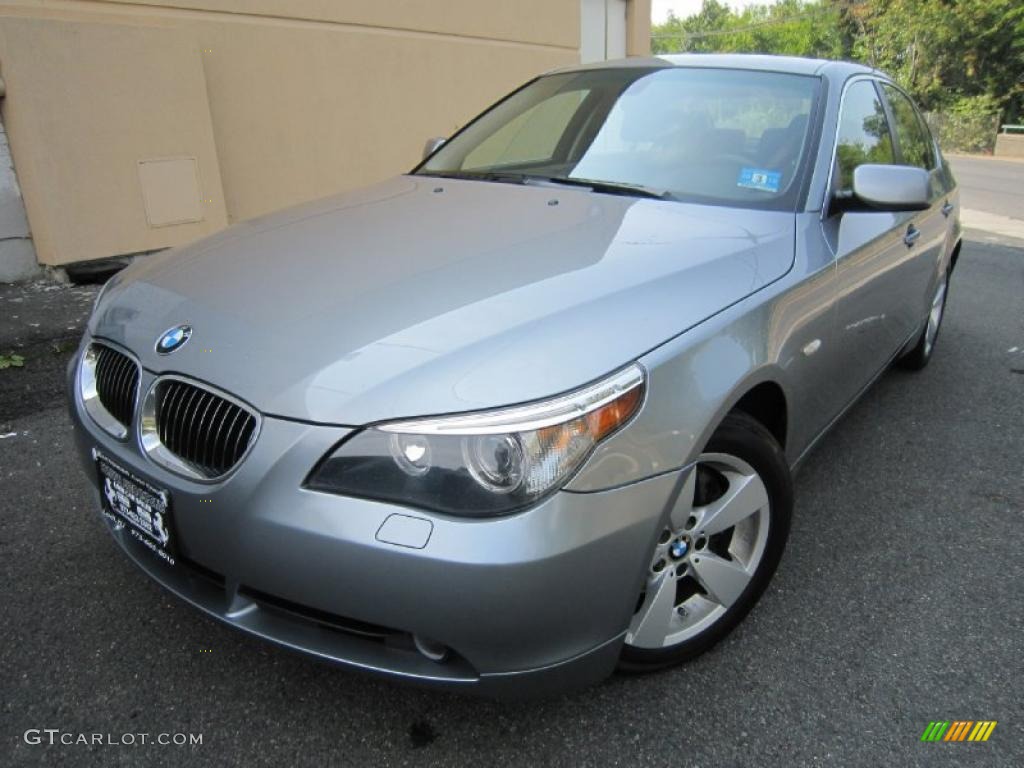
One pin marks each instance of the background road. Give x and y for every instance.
(990, 184)
(897, 602)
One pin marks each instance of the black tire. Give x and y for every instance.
(744, 437)
(922, 352)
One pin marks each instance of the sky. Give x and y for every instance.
(682, 8)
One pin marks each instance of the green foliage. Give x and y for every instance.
(11, 360)
(965, 57)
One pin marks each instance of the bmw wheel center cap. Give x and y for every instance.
(173, 339)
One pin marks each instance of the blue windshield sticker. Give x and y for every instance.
(756, 178)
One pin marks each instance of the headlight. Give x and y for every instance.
(482, 464)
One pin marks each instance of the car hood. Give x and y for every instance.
(426, 296)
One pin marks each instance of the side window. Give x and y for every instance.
(914, 141)
(863, 132)
(530, 137)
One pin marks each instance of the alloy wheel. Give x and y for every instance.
(707, 556)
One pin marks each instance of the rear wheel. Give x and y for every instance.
(719, 549)
(918, 357)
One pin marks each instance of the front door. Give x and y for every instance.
(871, 250)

● **TASK DIRECTIONS**:
Could you copy every record above exactly, leaving out the pictures?

● **ANSWER SPACE**:
One pin marks each instance of the background road. Give x and y for every instance.
(990, 184)
(897, 602)
One pin marks each instance of the black tire. Give x and y for every instance.
(744, 437)
(922, 352)
One pin marks each instance of the sky. Give x and y for every instance.
(682, 8)
One pin marks each instance of the green foliage. Give x and y for every instance.
(11, 360)
(965, 57)
One pin marks each instance of the bmw wheel center cap. Give x and y for every instance.
(173, 339)
One pin marks each instance of the blue windshield sticker. Give x and y for every instance.
(756, 178)
One pin marks each instance of the headlight. Give x and y for every instance.
(482, 464)
One pin marks each instance of the car hood. Give x and y for every instance.
(426, 296)
One pin marks each instance of the side window. Give x and y for every instance.
(914, 141)
(863, 132)
(530, 137)
One pin marks each instance of the alloy wheel. Give x and y for every instance.
(707, 556)
One pin marks each instance of the rear wheel. Give x and y for every instance.
(719, 549)
(918, 357)
One pin marks each instance of the front door. Give x and y for every instance.
(871, 250)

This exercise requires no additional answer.